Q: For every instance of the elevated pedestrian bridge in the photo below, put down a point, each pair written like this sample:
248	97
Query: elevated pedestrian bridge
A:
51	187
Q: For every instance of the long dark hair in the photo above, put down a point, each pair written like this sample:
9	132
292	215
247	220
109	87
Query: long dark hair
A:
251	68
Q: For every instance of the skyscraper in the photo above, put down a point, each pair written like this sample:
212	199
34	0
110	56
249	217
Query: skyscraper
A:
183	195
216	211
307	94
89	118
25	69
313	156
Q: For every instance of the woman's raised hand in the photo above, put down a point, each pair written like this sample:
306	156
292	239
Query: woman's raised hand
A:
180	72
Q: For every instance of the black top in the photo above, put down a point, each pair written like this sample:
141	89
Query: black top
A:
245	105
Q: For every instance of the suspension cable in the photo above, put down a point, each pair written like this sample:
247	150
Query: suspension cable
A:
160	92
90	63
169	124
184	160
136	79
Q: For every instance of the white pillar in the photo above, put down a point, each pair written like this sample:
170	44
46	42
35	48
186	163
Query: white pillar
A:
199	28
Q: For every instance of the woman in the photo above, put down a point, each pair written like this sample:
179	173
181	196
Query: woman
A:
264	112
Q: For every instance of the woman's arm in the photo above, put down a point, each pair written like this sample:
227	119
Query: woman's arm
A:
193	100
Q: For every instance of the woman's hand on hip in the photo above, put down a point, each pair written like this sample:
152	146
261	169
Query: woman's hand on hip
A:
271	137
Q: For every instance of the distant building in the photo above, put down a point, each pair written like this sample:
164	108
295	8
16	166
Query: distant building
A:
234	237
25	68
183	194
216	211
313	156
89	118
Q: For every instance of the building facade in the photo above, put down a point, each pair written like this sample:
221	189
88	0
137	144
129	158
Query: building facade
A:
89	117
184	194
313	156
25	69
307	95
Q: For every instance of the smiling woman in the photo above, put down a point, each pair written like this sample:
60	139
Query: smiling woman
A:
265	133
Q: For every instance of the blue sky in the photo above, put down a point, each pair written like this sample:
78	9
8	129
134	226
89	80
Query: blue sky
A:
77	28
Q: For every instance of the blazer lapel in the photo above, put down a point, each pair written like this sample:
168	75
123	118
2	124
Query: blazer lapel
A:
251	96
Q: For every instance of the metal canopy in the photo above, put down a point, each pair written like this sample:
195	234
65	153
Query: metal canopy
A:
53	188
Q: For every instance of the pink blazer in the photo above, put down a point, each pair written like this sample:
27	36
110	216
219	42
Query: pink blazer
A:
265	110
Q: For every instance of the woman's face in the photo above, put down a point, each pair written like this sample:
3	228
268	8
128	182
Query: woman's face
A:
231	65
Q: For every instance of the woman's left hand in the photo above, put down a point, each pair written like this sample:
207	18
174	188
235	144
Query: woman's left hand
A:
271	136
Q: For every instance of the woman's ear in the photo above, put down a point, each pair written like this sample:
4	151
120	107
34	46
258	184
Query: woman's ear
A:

**Requirement:** Return the material above in full, word for word.

**Response:**
Q: For every instance of the elevated pedestrian bridge in the photo below, put down a point, each pair written like this sample:
248	97
Query: elevated pedestrian bridge
A:
51	187
Q: For every instance of the long dark hair in the photo above, put down a point, each pair written like this sample:
9	132
292	215
247	220
109	87
Query: long dark hair
A:
251	68
Q: For every instance of the skyscraper in the photo above, put down a point, each pair written like this sample:
212	199
34	0
110	56
249	217
Query: skyscraper
A:
183	195
216	211
307	94
89	118
25	69
313	156
Q: For every instance of the woman's raised hand in the photo above, put down a point, each pair written like this sample:
306	156
292	239
Query: woman's raised hand
A:
180	72
Q: For every instance of the black top in the photo above, put down a point, each pair written like this sample:
141	89
Query: black top
A:
245	105
Q: For every instance of the suspension cable in the photo above, put down a point, each pair written like this sample:
247	150
Query: suspension cable
A:
160	92
90	63
169	124
184	160
136	79
Q: For every instance of the white pillar in the photo above, put down a point, each pair written like this sample:
170	44
46	42
35	48
186	163
Query: white pillar
A:
199	28
Q: For every instance of the woman in the photo above, put down a point, each pair written like this sample:
179	173
181	196
Query: woman
A:
264	112
Q: For every instance of the woman's arm in the photo above, put down a point, each pair written like this sample:
227	119
Query: woman's arm
A:
193	100
Q: For every instance of the woman's hand on hip in the photo above, put down a point, each pair written like this sample:
152	146
261	169
Query: woman's hand on hip
A:
271	137
Q: For every instance of the distant building in the photo above, put down a point, each pair written like this sample:
164	108
295	8
16	166
Query: distant building
A:
234	237
25	68
183	194
216	211
313	156
89	118
Q: For every instance of the building facade in the photo above, put down a point, each pair written like this sample:
221	189
88	0
137	144
129	158
Query: building facade
A:
89	117
184	194
313	156
25	69
307	95
Q: For every instance of the smiling woman in the photo above, put down a point, each pair written like this sample:
60	139
Query: smiling woman
A:
265	133
Q: For every instance of the blue sky in the photo above, put down a point, each pair written like this sample:
78	9
8	129
134	226
89	80
Query: blue sky
A:
77	28
Q: For every instance of the blazer lapel in the photo above, put down a point, each pair written like this sample:
168	75
123	118
2	124
Query: blazer lapel
A:
251	96
Q: For every instance of the metal canopy in the photo above, put down a point, each pair written like this sample:
195	234
65	153
Query: metal canopy
A:
53	188
Q: For every instance of the pink blazer in the photo above, put down a point, each pair written like this sample:
27	36
110	216
219	42
Query: pink blazer
A:
265	110
Q: For every instance of the woman's face in the photo above, put down a point, each pair written like this sample:
3	228
268	8
128	182
Query: woman's face
A:
231	65
Q: For every instance of the woman's left hand in the photo above, put down a point, each pair written like this sample:
207	18
174	188
235	144
Query: woman's left hand
A:
271	136
Q: For every instance of the woman's ear in the photo above, put down a point, each pair written like this sample:
4	151
120	107
34	46
258	184
Query: woman's ear
A:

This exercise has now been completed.